Excerpted text
..........
During the Ottoman Empire until its partition in the 20th century, Iraq was made up of three provinces: Mosul Vilayet, Baghdad Vilayet, and Basra Vilayet. These three provinces were joined into one Kingdom under the nominal rule of King Faisal by the British after the region became a League of Nations mandate, administered under British control, with the name "State of Iraq". Britain granted independence to the Hashemite Kingdom of Iraq in 1932, on the urging of King Faisal, though the British retained military bases and transit rights for their forces; the Assyrian Levies continued to be stationed in Iraq.

Iraqi nationalists perceived the Assyrian Levies to be a British proxy force that allowed Britain to maintain influence in post-independence Iraq; soldiers of the Levies had not been granted Iraqi citizenship until 1924. The Assyrian Levies received higher pay than their counterparts in the Iraqi military, further increasing resentment towards them. Iraqi nationalists believed the British motive behind raising and maintaining the Levies was to encourage the Assyrians to become independent from Iraq and for other ethnic minorities such as the Kurds to follow their example. The Iraqi military also harbored a hostile attitude towards the Assyrian Levies as the latter had in conjunction with British forces suppressed the Ahmed Barzani revolt after the former had failed to do so.

The end of the British Mandate of Iraq caused considerable unease among the Assyrians, many of whom felt betrayed by the British. For them, any treaty with the Iraqis had to take into consideration their desire for an autonomous position similar to the Ottoman Millet system. The Iraqis, on the other hand felt that the Assyrians' demands were, alongside Kurdish disturbances in the north, a British conspiracy to divide Iraq by agitating its various minorities against the central government.

===Assyrian demands for autonomy===

With Iraqi independence, the new Assyrian spiritual-temporal leader, Shimun XXI Eshai (Catholicos Patriarch of the Church of the East), demanded an autonomous Assyrian homeland within Iraq, seeking support from the United Kingdom and pressing his case before the League of Nations in 1932. His followers planned to resign from the Assyrian Levies and to re-group as a militia and concentrate in the north, creating a de facto Assyrian enclave.

In spring 1933, Malik Yaqo, a former Levies officer, was engaged in a propaganda campaign on behalf of Assyrian Patriarch Shimun XXI Eshai (or Mar Shimun), trying to persuade Assyrians not to apply for Iraqi nationality or accept the settlement offered to them by the central government. Yaqo was accompanied by 200 armed men, which was seen as an act of defiance by the Iraqi authorities, while causing distress among the Kurds. The Iraqi government started sending troops to the Dohuk region in order to intimidate Yaqu and dissuade Assyrians from joining his cause.
..........
Instructions
**1.** Quote the part of the passage on the Assyrians in Iraq that opens with the words containing "The end of the" and closes with "against the central government.".
**2.** Answer these from the passage on the Assyrians in Iraq:
(a) In what year did Britain grant independence to the Hashemite Kingdom of Iraq?
(b) Until what year had soldiers of the Assyrian Levies not been granted Iraqi citizenship?
(c) How many armed men accompanied Malik Yaqo?
**3.** Please proceed with the passage on the Assyrians in Iraq, picking up after its last sentence.

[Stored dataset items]
..........
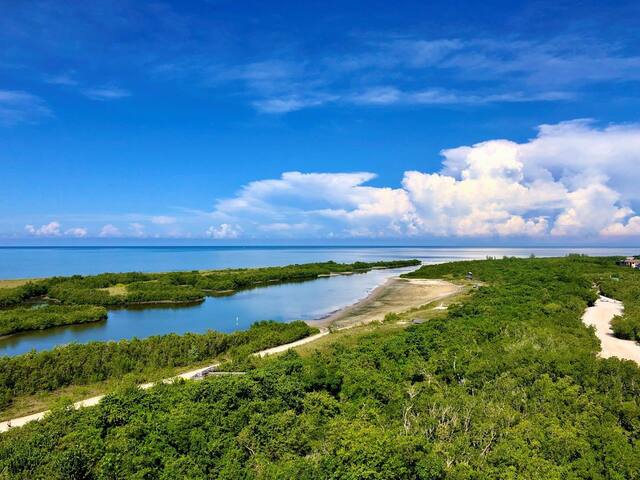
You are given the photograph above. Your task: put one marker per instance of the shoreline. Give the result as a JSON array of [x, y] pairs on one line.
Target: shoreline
[[395, 295], [599, 317]]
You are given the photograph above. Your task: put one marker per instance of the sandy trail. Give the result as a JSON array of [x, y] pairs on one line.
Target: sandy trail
[[600, 316], [396, 295]]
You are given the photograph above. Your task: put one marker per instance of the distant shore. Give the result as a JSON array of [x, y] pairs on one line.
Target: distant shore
[[394, 296]]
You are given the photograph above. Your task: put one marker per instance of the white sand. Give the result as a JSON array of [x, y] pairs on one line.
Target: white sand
[[600, 316], [396, 295]]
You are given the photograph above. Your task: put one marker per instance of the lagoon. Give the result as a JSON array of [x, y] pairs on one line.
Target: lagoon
[[284, 302]]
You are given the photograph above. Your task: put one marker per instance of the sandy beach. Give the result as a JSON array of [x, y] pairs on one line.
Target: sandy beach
[[395, 295], [600, 316]]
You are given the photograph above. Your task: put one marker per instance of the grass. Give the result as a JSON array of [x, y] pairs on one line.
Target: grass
[[119, 289], [14, 283], [28, 404]]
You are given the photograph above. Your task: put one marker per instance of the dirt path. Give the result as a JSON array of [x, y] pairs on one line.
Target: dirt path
[[396, 295], [600, 316]]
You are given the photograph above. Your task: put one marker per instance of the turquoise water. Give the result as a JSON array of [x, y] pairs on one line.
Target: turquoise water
[[30, 262], [285, 302]]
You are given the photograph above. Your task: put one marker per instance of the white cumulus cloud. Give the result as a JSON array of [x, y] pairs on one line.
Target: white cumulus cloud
[[110, 230], [223, 231], [571, 180]]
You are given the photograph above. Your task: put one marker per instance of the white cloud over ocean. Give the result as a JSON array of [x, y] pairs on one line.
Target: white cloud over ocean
[[573, 179]]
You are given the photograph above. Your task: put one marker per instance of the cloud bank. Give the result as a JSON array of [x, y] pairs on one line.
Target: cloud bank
[[572, 180]]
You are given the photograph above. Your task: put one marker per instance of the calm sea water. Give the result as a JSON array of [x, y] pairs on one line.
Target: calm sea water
[[31, 262], [287, 302]]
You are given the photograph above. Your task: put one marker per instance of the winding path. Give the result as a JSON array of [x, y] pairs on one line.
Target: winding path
[[396, 295], [600, 316]]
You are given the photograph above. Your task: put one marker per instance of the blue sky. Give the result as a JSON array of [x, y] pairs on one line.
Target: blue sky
[[428, 122]]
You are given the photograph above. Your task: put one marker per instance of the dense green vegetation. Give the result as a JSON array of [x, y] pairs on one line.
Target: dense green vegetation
[[506, 386], [78, 364], [46, 316], [121, 289], [624, 285], [188, 286], [10, 297]]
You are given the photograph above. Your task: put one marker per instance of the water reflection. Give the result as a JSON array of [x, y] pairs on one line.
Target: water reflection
[[225, 313]]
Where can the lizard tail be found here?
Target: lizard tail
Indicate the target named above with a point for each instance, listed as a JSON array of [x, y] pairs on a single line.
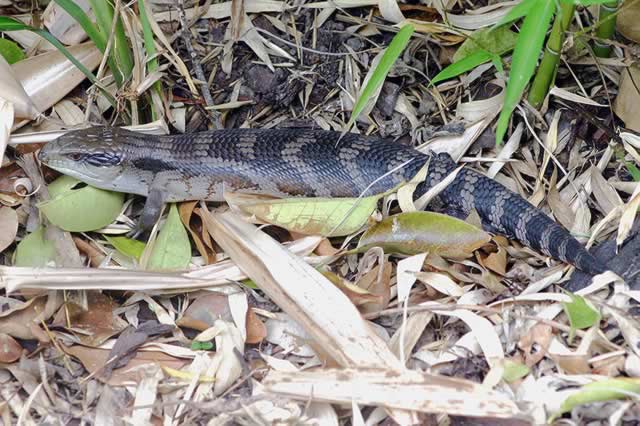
[[506, 213]]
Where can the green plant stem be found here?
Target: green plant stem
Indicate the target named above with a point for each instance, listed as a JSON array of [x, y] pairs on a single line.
[[121, 54], [549, 64], [606, 29]]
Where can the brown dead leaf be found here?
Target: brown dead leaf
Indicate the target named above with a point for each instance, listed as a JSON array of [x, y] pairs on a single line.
[[535, 343], [8, 227], [378, 283], [625, 105], [203, 312], [192, 222], [94, 325], [357, 295], [497, 262], [256, 330], [24, 322], [126, 346], [10, 349], [94, 360]]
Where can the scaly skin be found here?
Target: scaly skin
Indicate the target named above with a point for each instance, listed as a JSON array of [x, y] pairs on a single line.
[[294, 162]]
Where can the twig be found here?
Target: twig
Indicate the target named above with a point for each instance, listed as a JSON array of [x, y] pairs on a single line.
[[197, 68]]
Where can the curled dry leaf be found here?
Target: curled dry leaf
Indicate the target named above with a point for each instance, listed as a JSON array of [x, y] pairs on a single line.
[[39, 74], [10, 349], [420, 232], [12, 91], [8, 227]]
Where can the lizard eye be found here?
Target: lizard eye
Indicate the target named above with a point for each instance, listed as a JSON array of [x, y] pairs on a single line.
[[104, 159], [76, 156]]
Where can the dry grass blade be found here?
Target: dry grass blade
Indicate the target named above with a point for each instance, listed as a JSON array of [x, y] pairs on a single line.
[[405, 390]]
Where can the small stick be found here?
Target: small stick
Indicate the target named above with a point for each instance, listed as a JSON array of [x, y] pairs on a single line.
[[197, 68]]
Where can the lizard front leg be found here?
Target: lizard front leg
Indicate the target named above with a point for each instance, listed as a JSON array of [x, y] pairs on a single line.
[[152, 207]]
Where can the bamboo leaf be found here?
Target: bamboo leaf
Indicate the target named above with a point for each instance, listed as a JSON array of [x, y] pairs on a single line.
[[524, 60], [85, 22], [518, 11], [421, 232], [172, 250], [391, 53], [460, 67]]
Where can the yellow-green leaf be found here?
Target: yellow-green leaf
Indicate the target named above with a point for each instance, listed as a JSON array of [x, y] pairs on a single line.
[[127, 246], [389, 57], [35, 251], [311, 216], [514, 371], [419, 232], [580, 313], [497, 41], [77, 207], [604, 390], [172, 250]]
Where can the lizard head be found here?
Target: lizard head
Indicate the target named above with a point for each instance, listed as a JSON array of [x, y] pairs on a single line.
[[89, 155]]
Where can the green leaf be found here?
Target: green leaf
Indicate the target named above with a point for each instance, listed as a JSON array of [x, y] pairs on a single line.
[[172, 250], [518, 11], [35, 251], [127, 246], [201, 346], [633, 171], [497, 41], [391, 53], [10, 24], [514, 371], [77, 207], [604, 390], [11, 51], [460, 67], [524, 60], [85, 22], [585, 2], [581, 315], [311, 216], [419, 232]]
..........
Task responses
**1.**
The end of the British Mandate of Iraq caused considerable unease among the Assyrians, many of whom felt betrayed by the British. For them, any treaty with the Iraqis had to take into consideration their desire for an autonomous position similar to the Ottoman Millet system. The Iraqis, on the other hand felt that the Assyrians' demands were, alongside Kurdish disturbances in the north, a British conspiracy to divide Iraq by agitating its various minorities against the central government.

**2.**
(a) 1932
(b) 1924
(c) 200

**3.**
In June 1933, Shimun XXI Eshai was invited to Baghdad for negotiations with Rashid Ali al-Gaylani's government but was detained there after refusing to relinquish temporal authority. He would eventually be exiled to Cyprus.

==Massacres==

===Clashes at Dirabun===

On 21 July 1933, more than 600 Assyrians, led by Yaqo, crossed the border into Syria in hope of receiving asylum from the French Mandate of Syria. They were, however, disarmed and refused asylum, and were subsequently given light arms and sent back to Iraq on 4 August. They then decided to surrender themselves to the Iraqi Army. While crossing the Tigris in the Assyrian village of Dirabun, a clash erupted between the Assyrians and an Iraqi Army brigade. Despite the advantage of heavy artillery, the Iraqis were driven back to their military base in Dirabun. The Assyrians, convinced that the Iraqi army had targeted them deliberately, attacked an army barracks with little success. They were driven back to Syria upon the arrival of Iraqi airplanes. The Iraqi Army lost 33 soldiers during the fighting while the Assyrian irregulars took fewer casualties.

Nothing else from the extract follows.